Dupin a bien dit : « On ne conclut pas, ou l’on conclurait mal du particulier au général, et d’un fait isolé à des cas qui n’offriraient rien de semblable. Chaque profession renferme dans son sein des hommes dont elle s’enorgueillit, et d’autres qu’elle désavoue. » Que le corps médical ait le courage de prononcer ce désaveu.

Telles sont les raisons qui ont ébranlé la foi du public. Elles sont exagérées, mais elles gouvernent en ce moment l’opinion ; le corps médical ne doit pas les ignorer.

Ce discrédit est immérité, et j’ose dire que, dans aucune des professions avec lesquelles je me suis trouvé en contact, je n’ai trouvé un dévouement plus absolu, plus constant. Je ne veux pas parler du dévouement accidentel dans les épidémies, ou de celui que provoque l’explosion d’une guerre ; le danger et une certaine gloriole sont de puissans excitans ; je veux rappeler le dévouement obscur du médecin qui, chaque jour, à la ville et à la campagne, va voir son client, le soigne avec un courage et une abnégation sans bornes, au point même, dans certains cas, d’engager, pour couvrir son malade, sa réputation personnelle.

▸ **Liste des entrées**
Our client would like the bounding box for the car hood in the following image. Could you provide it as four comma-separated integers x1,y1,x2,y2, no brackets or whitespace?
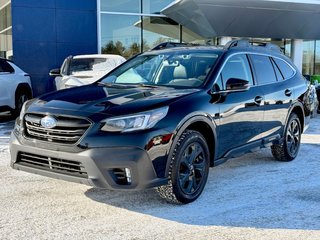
29,84,199,115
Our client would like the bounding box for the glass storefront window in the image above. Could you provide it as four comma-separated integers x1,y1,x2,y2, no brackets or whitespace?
314,40,320,75
100,0,141,13
142,0,173,14
142,17,180,51
0,1,13,59
101,14,141,58
0,4,12,32
302,41,315,75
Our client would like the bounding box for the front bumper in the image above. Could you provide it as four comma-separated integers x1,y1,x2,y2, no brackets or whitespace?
10,133,167,190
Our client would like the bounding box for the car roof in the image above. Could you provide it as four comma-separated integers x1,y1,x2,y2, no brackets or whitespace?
147,39,285,56
73,54,124,59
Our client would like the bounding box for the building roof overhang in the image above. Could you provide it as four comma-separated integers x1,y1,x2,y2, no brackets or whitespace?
161,0,320,39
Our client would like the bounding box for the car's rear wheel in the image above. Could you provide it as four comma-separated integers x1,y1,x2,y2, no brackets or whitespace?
271,113,301,162
157,130,210,204
11,91,29,117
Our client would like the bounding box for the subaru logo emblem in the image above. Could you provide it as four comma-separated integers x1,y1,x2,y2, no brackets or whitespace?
40,116,57,128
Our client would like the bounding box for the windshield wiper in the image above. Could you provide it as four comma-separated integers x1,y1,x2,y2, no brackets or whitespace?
97,82,135,89
135,83,160,88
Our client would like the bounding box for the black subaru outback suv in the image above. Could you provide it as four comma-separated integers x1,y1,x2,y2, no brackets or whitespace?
10,40,310,203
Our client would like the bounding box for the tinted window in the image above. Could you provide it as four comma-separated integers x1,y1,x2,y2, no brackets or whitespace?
251,55,277,85
0,60,14,73
271,58,283,81
273,58,294,79
221,55,253,86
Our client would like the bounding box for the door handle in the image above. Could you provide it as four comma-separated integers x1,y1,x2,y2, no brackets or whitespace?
254,96,263,105
284,89,292,97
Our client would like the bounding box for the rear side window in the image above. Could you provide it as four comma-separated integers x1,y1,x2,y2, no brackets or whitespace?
250,55,277,85
271,60,283,81
219,55,253,86
0,60,14,73
273,58,295,79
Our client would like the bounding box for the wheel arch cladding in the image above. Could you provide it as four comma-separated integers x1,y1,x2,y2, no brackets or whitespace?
166,115,217,176
288,105,304,132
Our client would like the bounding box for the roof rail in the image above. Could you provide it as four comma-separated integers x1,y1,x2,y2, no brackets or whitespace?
0,57,14,63
224,39,250,50
151,42,199,50
224,39,282,53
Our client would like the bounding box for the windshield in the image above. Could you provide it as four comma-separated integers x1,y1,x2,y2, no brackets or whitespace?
69,58,124,75
101,52,219,87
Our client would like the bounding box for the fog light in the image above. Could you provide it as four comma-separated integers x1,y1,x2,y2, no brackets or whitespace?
124,168,131,183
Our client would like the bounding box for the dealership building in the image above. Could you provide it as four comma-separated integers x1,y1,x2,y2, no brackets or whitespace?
0,0,320,95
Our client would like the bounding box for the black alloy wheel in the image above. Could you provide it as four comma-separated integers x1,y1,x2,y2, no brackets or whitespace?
179,142,205,195
157,130,210,204
271,113,302,162
286,118,301,158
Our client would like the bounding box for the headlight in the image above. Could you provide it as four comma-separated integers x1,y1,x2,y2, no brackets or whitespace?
101,107,169,132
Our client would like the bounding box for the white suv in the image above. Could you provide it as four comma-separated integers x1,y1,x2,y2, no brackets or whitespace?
49,54,126,90
0,58,32,116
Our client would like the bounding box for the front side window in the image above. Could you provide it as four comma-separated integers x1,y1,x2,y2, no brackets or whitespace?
102,52,219,87
250,55,277,85
273,58,295,79
219,54,253,88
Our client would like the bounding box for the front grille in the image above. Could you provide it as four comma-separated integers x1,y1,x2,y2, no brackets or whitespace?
17,152,88,178
24,114,91,144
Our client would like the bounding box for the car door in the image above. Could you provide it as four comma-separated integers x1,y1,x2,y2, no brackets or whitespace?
250,54,294,139
217,54,264,158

▸ **Consigne**
Dans le texte sur le corps médical, condensez le paragraphe qui commence par « Ce discrédit est immérité » sans perdre ses faits principaux.

▸ **Réponse ci-dessous**
Ce discrédit est immérité : aucune autre profession côtoyée n’offre un dévouement aussi absolu et constant. Il ne s’agit pas du dévouement occasionnel des épidémies ou des guerres, qu’excitent le danger et une certaine gloriole. Il s’agit du dévouement obscur du médecin qui, chaque jour, en ville comme à la campagne, soigne son client avec un courage et une abnégation sans bornes. Il va parfois jusqu’à engager sa propre réputation pour couvrir son malade.